The request >> Revise the rows from the very start through the line containing "pixel 215 400", that line included, replacing "interior room" with "indoor room" and leaving everything else unchanged. Give back only those lines.

Data records >>
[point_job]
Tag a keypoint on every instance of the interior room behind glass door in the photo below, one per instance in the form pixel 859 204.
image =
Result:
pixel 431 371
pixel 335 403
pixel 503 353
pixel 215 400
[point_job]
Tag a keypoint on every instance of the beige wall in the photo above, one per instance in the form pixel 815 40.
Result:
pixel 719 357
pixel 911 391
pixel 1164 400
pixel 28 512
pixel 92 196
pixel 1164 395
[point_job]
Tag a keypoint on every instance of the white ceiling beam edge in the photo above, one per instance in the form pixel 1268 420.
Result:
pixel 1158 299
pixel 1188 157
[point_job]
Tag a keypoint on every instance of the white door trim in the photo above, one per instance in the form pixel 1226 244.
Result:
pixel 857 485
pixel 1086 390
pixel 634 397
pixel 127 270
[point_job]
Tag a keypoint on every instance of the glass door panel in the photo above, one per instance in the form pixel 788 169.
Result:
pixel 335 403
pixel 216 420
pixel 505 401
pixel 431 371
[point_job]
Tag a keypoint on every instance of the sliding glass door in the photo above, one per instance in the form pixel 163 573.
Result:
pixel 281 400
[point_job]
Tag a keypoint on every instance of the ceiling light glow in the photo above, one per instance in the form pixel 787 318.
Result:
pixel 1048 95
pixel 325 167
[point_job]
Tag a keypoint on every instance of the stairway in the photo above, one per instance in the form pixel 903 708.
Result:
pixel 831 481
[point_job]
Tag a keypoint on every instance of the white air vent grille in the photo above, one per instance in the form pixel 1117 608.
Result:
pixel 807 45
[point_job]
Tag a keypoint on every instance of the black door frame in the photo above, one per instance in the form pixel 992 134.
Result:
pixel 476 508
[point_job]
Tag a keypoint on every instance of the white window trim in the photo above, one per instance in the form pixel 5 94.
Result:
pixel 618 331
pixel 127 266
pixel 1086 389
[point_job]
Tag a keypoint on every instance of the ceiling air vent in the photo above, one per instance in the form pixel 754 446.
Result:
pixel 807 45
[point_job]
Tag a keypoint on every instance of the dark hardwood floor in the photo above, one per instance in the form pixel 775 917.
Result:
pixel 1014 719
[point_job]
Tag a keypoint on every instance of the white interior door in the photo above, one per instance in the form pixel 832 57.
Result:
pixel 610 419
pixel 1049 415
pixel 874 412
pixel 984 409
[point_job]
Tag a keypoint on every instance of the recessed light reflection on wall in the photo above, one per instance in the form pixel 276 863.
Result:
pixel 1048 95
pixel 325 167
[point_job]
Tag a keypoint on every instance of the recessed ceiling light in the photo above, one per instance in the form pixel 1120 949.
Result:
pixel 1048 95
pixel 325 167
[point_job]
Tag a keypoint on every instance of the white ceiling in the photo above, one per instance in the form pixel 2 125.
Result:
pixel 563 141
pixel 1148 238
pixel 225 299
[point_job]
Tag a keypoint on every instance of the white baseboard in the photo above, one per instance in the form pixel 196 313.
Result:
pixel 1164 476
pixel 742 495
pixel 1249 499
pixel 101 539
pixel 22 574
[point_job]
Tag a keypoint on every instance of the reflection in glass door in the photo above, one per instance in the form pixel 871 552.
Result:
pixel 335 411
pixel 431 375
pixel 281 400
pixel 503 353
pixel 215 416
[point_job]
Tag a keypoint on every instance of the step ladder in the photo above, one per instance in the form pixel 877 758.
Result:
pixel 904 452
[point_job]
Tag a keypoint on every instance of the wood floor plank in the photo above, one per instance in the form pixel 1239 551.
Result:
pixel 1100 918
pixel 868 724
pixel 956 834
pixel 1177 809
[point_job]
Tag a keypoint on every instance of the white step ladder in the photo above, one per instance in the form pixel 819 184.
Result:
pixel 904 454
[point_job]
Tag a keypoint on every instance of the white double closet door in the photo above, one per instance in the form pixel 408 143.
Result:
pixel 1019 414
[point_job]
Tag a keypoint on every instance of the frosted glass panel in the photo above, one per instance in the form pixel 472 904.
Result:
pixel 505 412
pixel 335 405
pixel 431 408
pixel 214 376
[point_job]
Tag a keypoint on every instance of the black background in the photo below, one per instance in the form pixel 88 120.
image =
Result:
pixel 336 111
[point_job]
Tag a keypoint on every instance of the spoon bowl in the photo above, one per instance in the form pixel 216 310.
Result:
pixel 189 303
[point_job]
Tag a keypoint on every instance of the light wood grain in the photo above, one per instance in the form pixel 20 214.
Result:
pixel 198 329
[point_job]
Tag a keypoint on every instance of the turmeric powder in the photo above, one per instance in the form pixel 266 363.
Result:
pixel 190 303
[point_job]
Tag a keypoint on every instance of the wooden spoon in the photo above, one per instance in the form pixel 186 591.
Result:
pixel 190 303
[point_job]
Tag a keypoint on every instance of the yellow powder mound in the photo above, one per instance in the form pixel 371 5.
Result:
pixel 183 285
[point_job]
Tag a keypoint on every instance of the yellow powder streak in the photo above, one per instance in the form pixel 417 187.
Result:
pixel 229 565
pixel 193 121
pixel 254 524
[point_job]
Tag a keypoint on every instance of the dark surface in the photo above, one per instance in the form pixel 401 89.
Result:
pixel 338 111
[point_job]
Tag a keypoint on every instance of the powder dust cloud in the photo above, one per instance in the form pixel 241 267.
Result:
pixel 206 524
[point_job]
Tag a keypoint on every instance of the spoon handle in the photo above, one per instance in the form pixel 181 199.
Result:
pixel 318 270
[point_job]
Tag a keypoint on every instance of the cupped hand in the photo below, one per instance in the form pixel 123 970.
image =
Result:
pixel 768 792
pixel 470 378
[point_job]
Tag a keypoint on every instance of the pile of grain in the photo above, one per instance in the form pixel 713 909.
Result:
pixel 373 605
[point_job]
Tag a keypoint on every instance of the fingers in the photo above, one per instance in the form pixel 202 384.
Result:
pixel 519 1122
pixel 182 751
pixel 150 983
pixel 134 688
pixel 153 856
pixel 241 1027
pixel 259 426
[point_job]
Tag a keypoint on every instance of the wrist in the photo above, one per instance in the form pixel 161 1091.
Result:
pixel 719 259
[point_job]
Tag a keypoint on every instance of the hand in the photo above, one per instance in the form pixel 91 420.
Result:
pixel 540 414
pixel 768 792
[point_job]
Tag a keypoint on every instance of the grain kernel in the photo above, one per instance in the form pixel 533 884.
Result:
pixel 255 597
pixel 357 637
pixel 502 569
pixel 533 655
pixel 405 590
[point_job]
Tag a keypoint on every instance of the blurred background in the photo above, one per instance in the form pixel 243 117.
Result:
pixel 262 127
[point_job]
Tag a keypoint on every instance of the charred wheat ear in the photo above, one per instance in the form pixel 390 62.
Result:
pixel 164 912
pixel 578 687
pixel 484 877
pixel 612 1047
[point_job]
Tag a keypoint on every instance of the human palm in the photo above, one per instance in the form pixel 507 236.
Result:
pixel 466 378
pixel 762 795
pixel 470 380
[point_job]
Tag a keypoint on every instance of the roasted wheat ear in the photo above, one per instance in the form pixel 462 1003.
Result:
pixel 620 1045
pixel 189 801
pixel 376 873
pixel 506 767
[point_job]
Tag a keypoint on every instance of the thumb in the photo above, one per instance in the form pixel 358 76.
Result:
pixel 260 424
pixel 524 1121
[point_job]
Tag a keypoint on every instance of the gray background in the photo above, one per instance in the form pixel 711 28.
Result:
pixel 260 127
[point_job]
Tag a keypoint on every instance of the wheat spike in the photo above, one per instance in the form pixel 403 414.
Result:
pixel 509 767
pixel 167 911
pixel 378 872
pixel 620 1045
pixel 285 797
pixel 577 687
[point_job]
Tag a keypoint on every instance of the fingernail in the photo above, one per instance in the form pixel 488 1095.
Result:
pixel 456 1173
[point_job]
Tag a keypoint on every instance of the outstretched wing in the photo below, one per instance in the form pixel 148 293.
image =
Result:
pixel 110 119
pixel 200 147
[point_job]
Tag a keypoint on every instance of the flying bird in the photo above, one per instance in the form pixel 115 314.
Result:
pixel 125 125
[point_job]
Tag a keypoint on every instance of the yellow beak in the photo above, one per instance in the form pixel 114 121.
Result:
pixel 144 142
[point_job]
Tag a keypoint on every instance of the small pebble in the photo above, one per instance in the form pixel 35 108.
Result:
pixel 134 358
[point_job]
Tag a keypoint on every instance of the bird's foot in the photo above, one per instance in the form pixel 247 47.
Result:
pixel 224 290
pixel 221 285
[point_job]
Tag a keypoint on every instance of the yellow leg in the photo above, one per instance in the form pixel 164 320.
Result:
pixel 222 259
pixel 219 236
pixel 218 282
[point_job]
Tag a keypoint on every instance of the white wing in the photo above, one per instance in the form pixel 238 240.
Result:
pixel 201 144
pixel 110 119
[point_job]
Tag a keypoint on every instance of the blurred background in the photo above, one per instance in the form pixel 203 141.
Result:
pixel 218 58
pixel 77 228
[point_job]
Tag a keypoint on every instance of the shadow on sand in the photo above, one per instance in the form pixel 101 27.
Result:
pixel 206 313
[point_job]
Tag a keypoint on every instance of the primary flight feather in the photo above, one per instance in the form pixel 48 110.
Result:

Response to this exercise >>
[point_job]
Tag a keypoint on every instance of the indoor room behind glass door in the photo below, one per instance in the form pixel 859 204.
image =
Result:
pixel 431 371
pixel 335 403
pixel 503 353
pixel 215 400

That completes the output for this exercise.